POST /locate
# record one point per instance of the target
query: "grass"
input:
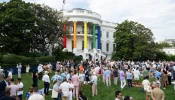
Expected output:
(104, 92)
_ _ _ _ _
Stated task: Convert every line of the records above into a numbered list, skipping any blank lines and omitting the picture.

Solution to this problem:
1. POST /locate
2. # record one point per instance of the target
3. query: "grass"
4. input:
5. Expected output:
6. (104, 92)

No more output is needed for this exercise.